- **STATED TASK**:
Please explain why the writer of the post about old videogame magazines below decided to scan the pages of the classic issues.

───── DOCUMENT EXCERPT

So, I still hold on to my collection of old EGM magazines, and read them whenever I want a narcotic dose of nostalgia. My oldest magazines are getting into worse and worse shape, sadly. So, I decided to scan all the pages of my classic issues before they wrinkled, tore, and crumbled their way into oblivion. I've only done about two dozen pages so far, because scanning and cleaning up images takes a lot of time. However, I thought that I would share some of my images with the public. Anybody hoping to see a glimpse of 1990s videogaming, or wishing to return to that great period of games history will probably appreciate this trip ten years into the past.
|The best ever SNES magazine was.... BRITISH??!?! YES!!!|
The grinning, super-deformed Manga kids first greeted me from their rack when I was browsing through my local newsstand in November 1992. And they were playing... a Super Famicom??!!? Well, actually as it turned out, it was a UK Super Nintendo. This was the premiere issue of Super Play, a magazine dedicated to the UK Super Nintendo, and SNES gaming around the globe. I knew from its Japanese-looking cover and cover-mounted lapel pin that this magazine was going to be very different.

──────────
───── EXCERPTED RECORDS

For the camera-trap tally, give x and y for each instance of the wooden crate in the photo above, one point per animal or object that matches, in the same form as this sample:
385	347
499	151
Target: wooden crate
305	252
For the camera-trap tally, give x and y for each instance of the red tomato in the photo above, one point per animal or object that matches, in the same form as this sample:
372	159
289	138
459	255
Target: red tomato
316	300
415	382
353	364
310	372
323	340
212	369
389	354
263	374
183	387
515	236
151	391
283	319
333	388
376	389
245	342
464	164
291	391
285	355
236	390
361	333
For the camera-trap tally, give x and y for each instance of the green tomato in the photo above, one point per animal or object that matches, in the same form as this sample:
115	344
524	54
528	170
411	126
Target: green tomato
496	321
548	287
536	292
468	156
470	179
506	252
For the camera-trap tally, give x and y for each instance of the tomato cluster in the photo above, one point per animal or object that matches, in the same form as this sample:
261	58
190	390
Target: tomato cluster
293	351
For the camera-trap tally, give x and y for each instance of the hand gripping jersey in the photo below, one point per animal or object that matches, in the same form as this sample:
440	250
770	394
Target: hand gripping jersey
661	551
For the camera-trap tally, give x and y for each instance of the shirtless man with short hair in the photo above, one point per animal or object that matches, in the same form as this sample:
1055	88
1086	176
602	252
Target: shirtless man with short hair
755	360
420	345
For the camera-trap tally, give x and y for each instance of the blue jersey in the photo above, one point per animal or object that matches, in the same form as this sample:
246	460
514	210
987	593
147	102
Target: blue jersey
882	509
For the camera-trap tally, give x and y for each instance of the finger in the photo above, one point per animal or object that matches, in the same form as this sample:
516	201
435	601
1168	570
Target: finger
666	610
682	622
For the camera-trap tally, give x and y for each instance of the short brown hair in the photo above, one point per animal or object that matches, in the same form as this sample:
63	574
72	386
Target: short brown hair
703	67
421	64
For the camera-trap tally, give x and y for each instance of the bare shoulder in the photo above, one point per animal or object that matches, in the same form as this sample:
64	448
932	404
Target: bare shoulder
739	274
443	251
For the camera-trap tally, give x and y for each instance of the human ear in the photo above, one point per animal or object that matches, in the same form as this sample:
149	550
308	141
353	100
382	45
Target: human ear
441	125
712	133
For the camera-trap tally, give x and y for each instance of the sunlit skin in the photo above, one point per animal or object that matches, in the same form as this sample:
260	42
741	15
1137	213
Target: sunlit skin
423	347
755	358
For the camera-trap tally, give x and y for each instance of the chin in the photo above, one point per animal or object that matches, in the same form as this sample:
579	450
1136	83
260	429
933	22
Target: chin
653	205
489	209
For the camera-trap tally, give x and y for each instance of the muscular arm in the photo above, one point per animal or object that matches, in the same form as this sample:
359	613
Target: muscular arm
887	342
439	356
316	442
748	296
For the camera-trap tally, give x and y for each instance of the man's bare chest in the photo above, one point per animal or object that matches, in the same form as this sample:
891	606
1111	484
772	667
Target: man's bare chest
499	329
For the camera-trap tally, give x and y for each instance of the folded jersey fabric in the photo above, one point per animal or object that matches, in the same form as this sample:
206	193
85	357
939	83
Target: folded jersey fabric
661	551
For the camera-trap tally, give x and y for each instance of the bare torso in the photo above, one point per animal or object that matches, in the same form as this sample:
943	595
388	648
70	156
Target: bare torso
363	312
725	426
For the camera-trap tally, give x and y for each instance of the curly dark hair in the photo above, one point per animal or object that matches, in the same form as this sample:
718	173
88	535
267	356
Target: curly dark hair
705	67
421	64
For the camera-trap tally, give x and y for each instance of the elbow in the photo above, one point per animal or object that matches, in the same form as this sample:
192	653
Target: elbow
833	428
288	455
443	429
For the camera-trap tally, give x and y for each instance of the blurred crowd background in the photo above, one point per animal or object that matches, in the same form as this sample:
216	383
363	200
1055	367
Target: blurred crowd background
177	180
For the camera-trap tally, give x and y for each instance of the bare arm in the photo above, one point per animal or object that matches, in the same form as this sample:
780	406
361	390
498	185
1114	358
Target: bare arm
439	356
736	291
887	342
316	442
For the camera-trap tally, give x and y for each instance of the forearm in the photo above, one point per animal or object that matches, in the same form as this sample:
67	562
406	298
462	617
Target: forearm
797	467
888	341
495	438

──────────

- **RESULT FOR THIS EXERCISE**:
The oldest magazines in the collection are getting into worse and worse shape. The writer wanted to scan the pages before they wrinkled, tore, and crumbled away.